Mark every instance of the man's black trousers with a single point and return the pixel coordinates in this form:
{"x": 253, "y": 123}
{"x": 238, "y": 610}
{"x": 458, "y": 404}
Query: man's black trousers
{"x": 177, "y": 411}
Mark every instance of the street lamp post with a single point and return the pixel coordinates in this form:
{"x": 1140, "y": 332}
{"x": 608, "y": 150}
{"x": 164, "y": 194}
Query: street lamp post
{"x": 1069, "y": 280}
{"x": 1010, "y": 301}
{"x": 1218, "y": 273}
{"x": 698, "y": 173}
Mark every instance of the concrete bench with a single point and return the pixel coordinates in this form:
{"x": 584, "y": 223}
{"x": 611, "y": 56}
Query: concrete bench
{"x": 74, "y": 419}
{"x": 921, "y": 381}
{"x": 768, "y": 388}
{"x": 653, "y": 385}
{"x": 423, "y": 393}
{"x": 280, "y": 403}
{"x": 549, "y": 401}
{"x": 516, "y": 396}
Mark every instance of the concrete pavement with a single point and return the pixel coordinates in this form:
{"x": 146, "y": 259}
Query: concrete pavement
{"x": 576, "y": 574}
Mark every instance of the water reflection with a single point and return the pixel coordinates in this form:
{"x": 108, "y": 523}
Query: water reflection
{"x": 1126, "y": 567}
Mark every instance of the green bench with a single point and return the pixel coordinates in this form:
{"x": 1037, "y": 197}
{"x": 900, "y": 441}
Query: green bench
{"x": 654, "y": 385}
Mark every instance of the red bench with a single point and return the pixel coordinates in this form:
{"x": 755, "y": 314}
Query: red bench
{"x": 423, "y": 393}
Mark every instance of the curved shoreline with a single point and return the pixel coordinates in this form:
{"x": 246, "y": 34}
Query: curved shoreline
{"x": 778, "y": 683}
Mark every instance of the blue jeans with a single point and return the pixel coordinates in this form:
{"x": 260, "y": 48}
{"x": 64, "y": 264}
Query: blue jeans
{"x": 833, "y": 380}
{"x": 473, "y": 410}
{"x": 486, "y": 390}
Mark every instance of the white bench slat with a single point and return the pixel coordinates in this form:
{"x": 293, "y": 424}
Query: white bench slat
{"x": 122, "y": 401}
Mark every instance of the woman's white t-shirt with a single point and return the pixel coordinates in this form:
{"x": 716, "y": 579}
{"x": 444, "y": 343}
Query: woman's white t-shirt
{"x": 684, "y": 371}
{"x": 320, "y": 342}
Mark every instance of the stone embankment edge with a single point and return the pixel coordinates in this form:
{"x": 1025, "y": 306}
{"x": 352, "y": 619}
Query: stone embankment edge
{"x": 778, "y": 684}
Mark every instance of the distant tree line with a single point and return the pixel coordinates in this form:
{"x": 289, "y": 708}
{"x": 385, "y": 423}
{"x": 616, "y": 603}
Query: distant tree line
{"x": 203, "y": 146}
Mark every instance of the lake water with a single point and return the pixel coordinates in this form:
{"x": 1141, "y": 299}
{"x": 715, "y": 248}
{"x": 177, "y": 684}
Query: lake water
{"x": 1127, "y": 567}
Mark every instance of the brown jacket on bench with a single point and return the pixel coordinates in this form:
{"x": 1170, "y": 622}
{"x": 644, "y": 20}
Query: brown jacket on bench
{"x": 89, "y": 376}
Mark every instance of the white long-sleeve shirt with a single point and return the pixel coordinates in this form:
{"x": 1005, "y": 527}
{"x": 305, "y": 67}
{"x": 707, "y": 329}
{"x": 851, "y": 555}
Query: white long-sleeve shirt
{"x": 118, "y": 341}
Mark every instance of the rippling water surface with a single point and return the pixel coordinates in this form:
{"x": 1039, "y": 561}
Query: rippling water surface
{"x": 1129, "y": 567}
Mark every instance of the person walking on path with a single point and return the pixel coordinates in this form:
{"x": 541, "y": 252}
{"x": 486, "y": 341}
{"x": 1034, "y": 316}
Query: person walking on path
══════════
| TASK DETAILS |
Convert the items above into a numbered list, starting with the line that contains "Mark every instance of the rippling" and going on through the last line of the items, both included. Leave out any blank lines.

| THE REPLY |
1. Mark every instance of the rippling water surface with a single point and return the pixel coordinates in this form:
2. {"x": 1039, "y": 561}
3. Query: rippling water surface
4. {"x": 1129, "y": 567}
5. Mark every instance of the person walking on path with a single point and return the pixel coordinates in this form:
6. {"x": 541, "y": 252}
7. {"x": 486, "y": 341}
8. {"x": 1034, "y": 316}
9. Query: person walking on path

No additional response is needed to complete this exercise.